Here you must reproduce each line of the data exactly.

### PROVIDED ENTRIES ###

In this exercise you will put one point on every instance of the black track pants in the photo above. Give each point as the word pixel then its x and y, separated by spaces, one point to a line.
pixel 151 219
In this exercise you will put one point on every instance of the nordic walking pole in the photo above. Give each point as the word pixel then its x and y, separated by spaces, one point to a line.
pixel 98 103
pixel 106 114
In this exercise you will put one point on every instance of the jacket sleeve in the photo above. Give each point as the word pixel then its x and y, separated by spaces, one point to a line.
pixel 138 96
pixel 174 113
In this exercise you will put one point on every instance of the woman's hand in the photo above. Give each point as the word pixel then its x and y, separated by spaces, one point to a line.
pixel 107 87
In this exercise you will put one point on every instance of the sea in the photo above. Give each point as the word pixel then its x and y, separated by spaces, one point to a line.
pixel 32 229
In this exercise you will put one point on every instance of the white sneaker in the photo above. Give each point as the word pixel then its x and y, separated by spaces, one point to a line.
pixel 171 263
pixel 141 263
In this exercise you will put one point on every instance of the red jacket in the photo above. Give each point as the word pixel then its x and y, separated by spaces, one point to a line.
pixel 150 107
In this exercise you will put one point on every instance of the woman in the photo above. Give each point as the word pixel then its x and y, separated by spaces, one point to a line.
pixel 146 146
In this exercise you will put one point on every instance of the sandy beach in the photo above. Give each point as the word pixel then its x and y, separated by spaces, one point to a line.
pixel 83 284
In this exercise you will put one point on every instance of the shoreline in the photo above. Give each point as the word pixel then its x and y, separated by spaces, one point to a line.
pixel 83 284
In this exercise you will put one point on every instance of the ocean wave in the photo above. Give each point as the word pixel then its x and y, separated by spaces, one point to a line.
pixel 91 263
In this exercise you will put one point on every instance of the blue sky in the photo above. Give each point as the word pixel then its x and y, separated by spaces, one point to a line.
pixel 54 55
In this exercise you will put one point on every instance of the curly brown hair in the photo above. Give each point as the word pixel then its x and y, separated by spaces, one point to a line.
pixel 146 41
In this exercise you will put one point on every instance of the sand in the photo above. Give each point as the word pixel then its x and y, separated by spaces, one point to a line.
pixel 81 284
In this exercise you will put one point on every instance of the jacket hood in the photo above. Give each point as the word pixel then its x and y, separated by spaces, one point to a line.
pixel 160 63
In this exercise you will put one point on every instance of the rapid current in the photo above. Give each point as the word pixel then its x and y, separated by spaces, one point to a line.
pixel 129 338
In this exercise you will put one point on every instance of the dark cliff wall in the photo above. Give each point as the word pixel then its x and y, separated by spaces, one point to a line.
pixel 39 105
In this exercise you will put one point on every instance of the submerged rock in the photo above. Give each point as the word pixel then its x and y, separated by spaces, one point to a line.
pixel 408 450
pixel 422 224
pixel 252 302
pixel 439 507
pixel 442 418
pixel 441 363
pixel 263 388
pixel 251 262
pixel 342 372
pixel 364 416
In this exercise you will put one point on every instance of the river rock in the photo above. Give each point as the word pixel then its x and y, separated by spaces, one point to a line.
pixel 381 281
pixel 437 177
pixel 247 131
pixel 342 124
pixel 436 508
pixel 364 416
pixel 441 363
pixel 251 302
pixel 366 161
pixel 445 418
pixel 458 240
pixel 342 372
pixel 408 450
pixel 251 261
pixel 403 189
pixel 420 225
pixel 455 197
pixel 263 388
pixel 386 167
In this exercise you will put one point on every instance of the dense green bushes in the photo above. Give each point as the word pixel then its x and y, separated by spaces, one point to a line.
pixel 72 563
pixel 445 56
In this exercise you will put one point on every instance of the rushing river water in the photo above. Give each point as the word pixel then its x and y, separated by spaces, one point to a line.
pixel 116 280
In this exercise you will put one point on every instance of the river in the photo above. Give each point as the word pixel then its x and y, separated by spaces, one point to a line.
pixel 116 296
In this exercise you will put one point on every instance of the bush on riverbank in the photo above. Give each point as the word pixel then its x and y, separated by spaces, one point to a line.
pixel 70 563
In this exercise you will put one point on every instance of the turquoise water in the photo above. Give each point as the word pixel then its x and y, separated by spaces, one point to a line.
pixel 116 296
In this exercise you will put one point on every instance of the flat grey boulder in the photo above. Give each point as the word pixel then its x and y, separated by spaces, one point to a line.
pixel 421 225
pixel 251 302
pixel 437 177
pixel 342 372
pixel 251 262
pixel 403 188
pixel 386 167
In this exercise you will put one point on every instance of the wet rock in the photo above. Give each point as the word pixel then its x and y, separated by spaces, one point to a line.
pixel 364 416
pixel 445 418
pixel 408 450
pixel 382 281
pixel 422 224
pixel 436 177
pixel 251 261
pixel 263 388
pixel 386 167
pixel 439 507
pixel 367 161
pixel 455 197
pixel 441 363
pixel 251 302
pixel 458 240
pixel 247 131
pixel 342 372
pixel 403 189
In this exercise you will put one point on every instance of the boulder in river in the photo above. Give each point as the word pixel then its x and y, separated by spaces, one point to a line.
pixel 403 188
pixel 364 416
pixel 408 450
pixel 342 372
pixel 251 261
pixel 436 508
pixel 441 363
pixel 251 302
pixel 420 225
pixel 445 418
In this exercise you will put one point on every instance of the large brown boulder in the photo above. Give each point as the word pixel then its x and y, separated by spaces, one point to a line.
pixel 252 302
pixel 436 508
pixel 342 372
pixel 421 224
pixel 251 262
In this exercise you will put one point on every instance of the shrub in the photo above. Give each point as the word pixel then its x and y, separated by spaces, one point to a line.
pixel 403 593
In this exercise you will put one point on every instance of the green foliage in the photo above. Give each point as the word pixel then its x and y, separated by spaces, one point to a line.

###

ANSWER SECTION
In this exercise you will put one point on every instance of the black track pants in the photo above. Give each point as the word pixel then its x and y, separated by spaces, one point to a line.
pixel 151 219
In this exercise you will put one point on every instance of the nordic walking pole in the photo above. Give each point as the word pixel then its x and y, separated by spaces, one point to a line.
pixel 98 103
pixel 106 114
In this exercise you will put one point on every instance of the jacket sleeve in the photo above. Give each point as the word pixel then its x and y, separated by spaces, one point to a line.
pixel 138 96
pixel 174 113
In this exercise you will put one point on every instance of the woman's hand in the photo above. Give each point as the word pixel then its x and y, separated by spaces, one point to a line.
pixel 107 87
In this exercise you will put one point on every instance of the sea in the photo above. Give each point as the word pixel then its x and y, separated by spaces, one point to a line.
pixel 32 229
In this exercise you will put one point on every instance of the white sneaker in the photo above. Give each point as the word pixel then its x and y, separated by spaces, one point to a line.
pixel 171 263
pixel 141 263
In this exercise you will put one point on every instance of the red jacket in the photo above. Give each point as the word pixel then its x and y, separated by spaces, one point to a line.
pixel 150 107
In this exercise you will put one point on every instance of the woman in the photo above. Give each point as the word pixel then its x and y, separated by spaces, one point to a line.
pixel 146 146
In this exercise you will put one point on every instance of the sandy beach in the photo above. Give each point as the word pixel then its x and y, separated by spaces, one point to a line.
pixel 83 284
In this exercise you will put one point on every instance of the shoreline in the photo above. Give each point as the word pixel then its x and y, separated by spaces, one point to a line.
pixel 83 284
In this exercise you will put one point on every instance of the ocean wave in the photo above. Give each point as the word pixel then its x and y, separated by spaces, one point to a line.
pixel 91 263
In this exercise you will put one point on every instance of the blue sky in the photo above. Give each point as the word pixel then its x and y, separated by spaces, one point to a line.
pixel 54 55
In this exercise you will put one point on every instance of the curly brown hair in the photo above. Give each point as the word pixel then its x and y, separated by spaces, one point to a line.
pixel 146 41
In this exercise you will put one point on every instance of the sand in the photo above. Give each point as the word pixel then its x and y, separated by spaces, one point to a line.
pixel 81 284
In this exercise you will put one point on every instance of the jacket hood in the photo above. Give each point as the word pixel then its x and y, separated by spaces, one point to a line.
pixel 160 63
In this exercise you will put one point on every instance of the rapid current in the photo above. Give each point as the word pixel then its x and y, separated by spaces, one point to a line.
pixel 129 338
In this exercise you will put one point on every instance of the dark cliff wall in the photo above. Give each point as the word pixel then its x and y, separated by spaces, one point to a line.
pixel 39 105
In this exercise you will put one point on every instance of the submerged rock in the photo above. Give each point as the word pixel then its x and y, separated by spaces, one point to a line.
pixel 408 450
pixel 422 224
pixel 252 302
pixel 439 507
pixel 442 418
pixel 441 363
pixel 263 388
pixel 251 262
pixel 342 372
pixel 364 416
In this exercise you will put one point on every instance of the river rock in the photo above. Give each point as the word pixel then its x and y, separated by spaces, one point to a line.
pixel 381 281
pixel 437 177
pixel 247 131
pixel 342 124
pixel 436 508
pixel 364 416
pixel 441 363
pixel 251 302
pixel 366 161
pixel 445 418
pixel 458 240
pixel 342 372
pixel 408 450
pixel 251 261
pixel 403 189
pixel 420 225
pixel 455 197
pixel 263 388
pixel 386 167
In this exercise you will put one point on every instance of the dense green bushes in the photo above. Give each point as the word pixel then its x and y, separated by spaces, one point to a line.
pixel 72 563
pixel 445 56
In this exercise you will put one point on every instance of the rushing river water in the photo above. Give each point as the word pixel then its x and y, separated by spaces, one point to a line.
pixel 116 280
In this exercise you will put one point on every instance of the river in the photo above. Give each point as the word pixel then its x and y, separated by spaces, one point to a line.
pixel 116 296
In this exercise you will put one point on every instance of the bush on riverbank in the photo above. Give each point as the word pixel then its x and y, separated by spaces, one point to a line.
pixel 70 563
In this exercise you will put one point on every instance of the turquoise water in the photo above. Give each point as the word pixel then its x and y, separated by spaces, one point to a line.
pixel 116 296
In this exercise you will put one point on every instance of the flat grey boulder in the photo above. Give each point as the word pixel then its x and y, separated by spaces, one point to a line.
pixel 421 225
pixel 251 302
pixel 437 177
pixel 342 372
pixel 251 262
pixel 403 188
pixel 386 167
In this exercise you will put one point on every instance of the wet rock in the photo above. Give each point as the word pixel then its x and y, separated by spaces, one point to a line.
pixel 364 416
pixel 445 418
pixel 408 450
pixel 382 281
pixel 422 224
pixel 436 177
pixel 251 261
pixel 263 388
pixel 386 167
pixel 439 507
pixel 367 161
pixel 455 197
pixel 441 363
pixel 251 302
pixel 458 240
pixel 247 131
pixel 342 372
pixel 403 189
In this exercise you will put one point on every instance of the boulder in river in the photo above. Give each point as the word pixel then its x and y, separated by spaces, one point to a line.
pixel 403 188
pixel 364 416
pixel 408 450
pixel 342 372
pixel 251 261
pixel 436 508
pixel 441 363
pixel 251 302
pixel 420 225
pixel 445 418
In this exercise you will put one point on every instance of the large brown boulder in the photo above. Give each point as the word pixel then its x and y, separated by spaces, one point to a line.
pixel 252 302
pixel 436 508
pixel 342 372
pixel 421 224
pixel 251 262
In this exercise you will put one point on every instance of the shrub in the photo above. Give each point as the word pixel then its x and y, separated by spaces, one point to a line.
pixel 403 593
In this exercise you will put one point on every instance of the green foliage in the photo above. Give each point as the word pixel then its x and y, separated by spaces, one point to a line.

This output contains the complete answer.